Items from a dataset
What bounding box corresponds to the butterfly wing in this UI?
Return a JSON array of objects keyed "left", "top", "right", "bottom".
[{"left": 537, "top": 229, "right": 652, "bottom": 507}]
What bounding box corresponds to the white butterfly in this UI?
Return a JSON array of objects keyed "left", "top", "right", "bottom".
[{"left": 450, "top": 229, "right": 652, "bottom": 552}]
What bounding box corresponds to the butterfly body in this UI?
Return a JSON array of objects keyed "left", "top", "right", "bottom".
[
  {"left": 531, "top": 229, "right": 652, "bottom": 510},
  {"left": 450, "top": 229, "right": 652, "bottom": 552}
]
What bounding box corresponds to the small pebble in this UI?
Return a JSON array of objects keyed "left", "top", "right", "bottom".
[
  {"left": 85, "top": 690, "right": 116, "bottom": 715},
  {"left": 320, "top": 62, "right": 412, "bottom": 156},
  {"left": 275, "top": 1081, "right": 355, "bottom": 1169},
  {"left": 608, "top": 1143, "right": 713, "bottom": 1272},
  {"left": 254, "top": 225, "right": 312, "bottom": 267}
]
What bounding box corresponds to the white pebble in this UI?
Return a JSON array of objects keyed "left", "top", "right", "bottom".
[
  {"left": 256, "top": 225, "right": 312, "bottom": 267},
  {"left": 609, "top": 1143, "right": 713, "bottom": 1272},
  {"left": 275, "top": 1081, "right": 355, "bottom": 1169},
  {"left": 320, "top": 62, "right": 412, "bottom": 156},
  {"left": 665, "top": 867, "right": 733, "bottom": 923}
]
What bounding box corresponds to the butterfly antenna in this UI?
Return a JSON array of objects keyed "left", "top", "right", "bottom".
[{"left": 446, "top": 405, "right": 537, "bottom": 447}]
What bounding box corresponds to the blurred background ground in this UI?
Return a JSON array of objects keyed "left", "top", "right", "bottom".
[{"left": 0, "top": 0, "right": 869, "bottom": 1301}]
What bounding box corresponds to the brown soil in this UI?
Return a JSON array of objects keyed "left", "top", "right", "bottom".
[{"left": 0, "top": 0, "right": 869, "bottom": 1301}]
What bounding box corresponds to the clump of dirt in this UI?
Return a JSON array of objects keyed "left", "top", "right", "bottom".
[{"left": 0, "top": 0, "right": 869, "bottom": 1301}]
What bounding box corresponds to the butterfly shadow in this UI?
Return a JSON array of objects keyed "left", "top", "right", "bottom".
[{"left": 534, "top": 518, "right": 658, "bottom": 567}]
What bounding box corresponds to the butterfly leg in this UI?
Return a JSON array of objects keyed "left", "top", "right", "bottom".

---

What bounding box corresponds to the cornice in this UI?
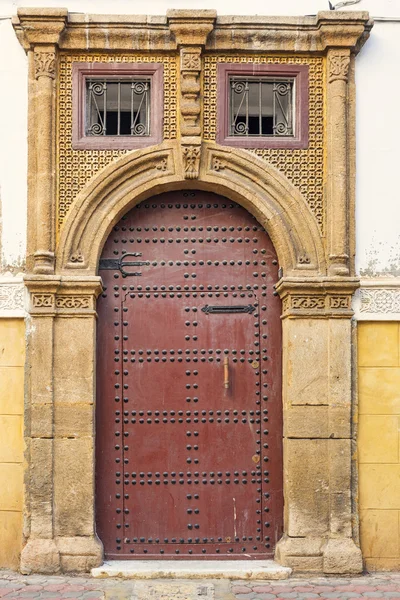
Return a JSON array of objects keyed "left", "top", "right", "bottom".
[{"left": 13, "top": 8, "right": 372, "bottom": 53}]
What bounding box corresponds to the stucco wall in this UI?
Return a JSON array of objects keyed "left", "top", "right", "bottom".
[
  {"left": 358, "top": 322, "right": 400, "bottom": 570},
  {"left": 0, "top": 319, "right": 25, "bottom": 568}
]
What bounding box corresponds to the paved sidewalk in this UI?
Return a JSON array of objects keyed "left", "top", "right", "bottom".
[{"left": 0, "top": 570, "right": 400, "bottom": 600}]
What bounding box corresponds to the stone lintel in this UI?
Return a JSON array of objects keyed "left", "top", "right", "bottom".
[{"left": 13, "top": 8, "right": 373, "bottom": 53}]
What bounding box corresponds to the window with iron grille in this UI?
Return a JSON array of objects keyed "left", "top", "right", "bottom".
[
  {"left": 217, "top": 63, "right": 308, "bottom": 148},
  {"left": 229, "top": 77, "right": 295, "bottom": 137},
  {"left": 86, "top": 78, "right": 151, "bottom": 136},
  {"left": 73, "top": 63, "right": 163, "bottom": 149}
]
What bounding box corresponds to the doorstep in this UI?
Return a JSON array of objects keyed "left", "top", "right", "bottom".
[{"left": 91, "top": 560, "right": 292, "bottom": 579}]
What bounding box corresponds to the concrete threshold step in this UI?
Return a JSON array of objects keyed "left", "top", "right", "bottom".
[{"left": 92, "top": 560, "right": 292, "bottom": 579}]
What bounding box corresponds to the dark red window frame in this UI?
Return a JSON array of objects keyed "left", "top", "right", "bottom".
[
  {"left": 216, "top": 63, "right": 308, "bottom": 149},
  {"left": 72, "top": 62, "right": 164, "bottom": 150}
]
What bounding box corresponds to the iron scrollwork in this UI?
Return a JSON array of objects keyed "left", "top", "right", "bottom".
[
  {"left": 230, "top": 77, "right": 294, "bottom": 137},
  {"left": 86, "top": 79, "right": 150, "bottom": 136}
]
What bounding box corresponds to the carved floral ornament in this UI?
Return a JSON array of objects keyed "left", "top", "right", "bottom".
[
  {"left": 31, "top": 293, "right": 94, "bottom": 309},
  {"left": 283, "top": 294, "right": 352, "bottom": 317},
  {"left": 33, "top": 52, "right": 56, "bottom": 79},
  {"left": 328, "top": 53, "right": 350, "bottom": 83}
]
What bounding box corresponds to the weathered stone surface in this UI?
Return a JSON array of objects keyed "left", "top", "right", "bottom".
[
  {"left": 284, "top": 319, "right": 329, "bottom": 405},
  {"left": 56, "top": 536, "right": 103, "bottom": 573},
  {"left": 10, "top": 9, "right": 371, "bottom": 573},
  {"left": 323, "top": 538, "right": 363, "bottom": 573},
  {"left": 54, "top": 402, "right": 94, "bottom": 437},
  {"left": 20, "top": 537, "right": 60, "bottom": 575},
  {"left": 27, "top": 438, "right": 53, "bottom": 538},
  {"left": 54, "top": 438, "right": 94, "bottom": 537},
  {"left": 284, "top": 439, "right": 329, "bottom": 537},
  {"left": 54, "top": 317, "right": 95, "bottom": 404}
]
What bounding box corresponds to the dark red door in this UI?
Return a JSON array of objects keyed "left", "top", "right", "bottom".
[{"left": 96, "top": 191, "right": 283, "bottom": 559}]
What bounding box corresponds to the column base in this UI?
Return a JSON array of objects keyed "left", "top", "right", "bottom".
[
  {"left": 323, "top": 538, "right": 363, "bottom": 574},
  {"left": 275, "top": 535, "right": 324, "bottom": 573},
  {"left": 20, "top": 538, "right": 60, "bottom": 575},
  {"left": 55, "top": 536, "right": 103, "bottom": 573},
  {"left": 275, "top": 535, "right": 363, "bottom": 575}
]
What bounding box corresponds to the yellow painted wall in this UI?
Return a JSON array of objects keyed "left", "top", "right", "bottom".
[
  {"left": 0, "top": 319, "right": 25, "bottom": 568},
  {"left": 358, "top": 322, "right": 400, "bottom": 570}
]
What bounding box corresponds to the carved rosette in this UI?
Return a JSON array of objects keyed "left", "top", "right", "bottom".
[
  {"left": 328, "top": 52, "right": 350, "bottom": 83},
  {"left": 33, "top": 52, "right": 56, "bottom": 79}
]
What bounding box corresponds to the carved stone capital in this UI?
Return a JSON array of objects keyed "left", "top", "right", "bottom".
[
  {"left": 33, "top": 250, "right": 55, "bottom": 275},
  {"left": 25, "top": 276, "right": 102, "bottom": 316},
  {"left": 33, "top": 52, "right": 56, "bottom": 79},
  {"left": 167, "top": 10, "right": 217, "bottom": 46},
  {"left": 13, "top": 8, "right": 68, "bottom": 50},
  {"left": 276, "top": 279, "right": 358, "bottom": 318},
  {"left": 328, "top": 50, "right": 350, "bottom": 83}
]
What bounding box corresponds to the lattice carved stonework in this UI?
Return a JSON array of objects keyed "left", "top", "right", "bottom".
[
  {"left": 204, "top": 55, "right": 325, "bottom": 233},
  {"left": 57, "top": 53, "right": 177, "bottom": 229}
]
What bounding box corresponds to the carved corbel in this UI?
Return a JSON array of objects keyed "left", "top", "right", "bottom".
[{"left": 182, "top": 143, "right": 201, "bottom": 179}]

--

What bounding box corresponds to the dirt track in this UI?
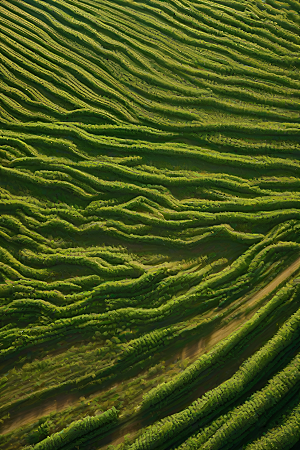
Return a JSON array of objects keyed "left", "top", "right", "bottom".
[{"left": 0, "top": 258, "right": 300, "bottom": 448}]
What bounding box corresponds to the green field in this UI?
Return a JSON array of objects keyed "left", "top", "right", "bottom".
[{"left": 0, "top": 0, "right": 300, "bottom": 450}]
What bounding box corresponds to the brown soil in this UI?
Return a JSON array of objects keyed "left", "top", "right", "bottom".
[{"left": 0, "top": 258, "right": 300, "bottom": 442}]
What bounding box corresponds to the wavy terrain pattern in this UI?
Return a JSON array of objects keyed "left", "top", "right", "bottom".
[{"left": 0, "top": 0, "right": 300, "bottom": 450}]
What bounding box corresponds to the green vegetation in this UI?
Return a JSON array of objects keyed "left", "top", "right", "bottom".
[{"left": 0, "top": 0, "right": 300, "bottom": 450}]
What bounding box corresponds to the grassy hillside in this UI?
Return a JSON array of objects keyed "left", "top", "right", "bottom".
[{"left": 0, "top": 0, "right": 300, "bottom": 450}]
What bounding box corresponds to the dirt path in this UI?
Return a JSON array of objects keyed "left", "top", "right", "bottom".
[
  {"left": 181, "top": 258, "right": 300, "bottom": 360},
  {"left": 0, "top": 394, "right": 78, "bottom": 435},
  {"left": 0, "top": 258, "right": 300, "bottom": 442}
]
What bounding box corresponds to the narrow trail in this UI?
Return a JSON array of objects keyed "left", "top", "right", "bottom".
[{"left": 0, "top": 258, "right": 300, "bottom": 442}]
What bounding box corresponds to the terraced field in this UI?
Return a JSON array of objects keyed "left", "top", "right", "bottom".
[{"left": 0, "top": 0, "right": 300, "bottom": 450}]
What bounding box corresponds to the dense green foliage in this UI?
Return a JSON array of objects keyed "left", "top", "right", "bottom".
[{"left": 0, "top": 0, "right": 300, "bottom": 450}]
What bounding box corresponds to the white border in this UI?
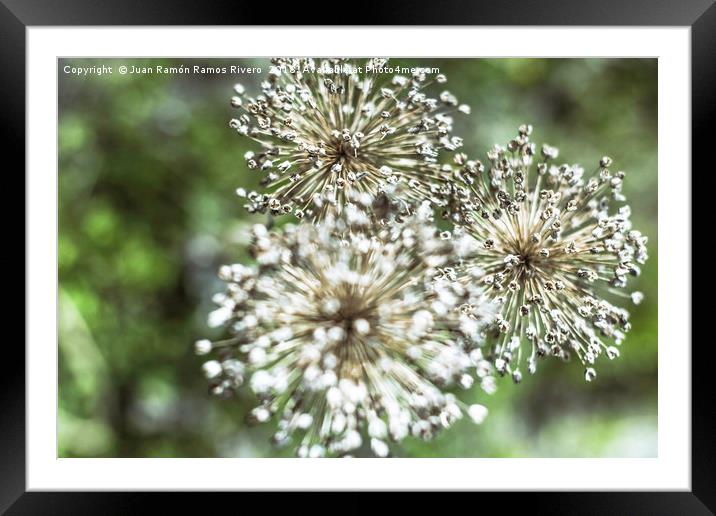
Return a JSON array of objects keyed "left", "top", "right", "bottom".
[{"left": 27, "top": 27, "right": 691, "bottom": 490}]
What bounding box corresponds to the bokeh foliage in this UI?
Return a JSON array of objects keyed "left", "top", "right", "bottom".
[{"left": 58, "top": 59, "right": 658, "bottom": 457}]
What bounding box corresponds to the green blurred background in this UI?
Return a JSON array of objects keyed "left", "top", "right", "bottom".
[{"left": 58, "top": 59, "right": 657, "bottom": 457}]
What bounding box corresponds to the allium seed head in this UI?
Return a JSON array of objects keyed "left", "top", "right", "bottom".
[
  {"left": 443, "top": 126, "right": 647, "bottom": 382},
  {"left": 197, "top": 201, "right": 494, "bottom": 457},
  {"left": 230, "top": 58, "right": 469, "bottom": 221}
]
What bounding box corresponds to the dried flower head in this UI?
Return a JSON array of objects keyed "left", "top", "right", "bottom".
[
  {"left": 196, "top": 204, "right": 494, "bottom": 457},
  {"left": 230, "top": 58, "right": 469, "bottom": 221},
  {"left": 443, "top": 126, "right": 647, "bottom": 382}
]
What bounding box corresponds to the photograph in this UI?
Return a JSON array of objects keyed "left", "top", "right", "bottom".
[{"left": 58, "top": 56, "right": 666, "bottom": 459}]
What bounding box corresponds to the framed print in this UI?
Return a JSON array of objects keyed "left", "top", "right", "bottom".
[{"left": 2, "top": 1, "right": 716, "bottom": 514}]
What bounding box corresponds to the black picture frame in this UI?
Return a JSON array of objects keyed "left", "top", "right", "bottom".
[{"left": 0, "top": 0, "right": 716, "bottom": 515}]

- _DIRECTION_
Return every line in the entries above that contains the word "window", matching case exactly.

- _FINAL RESULT_
What bounding box corresponds to the window with iron grille in this UI?
What bounding box corresponds to the dark red window frame in this UI?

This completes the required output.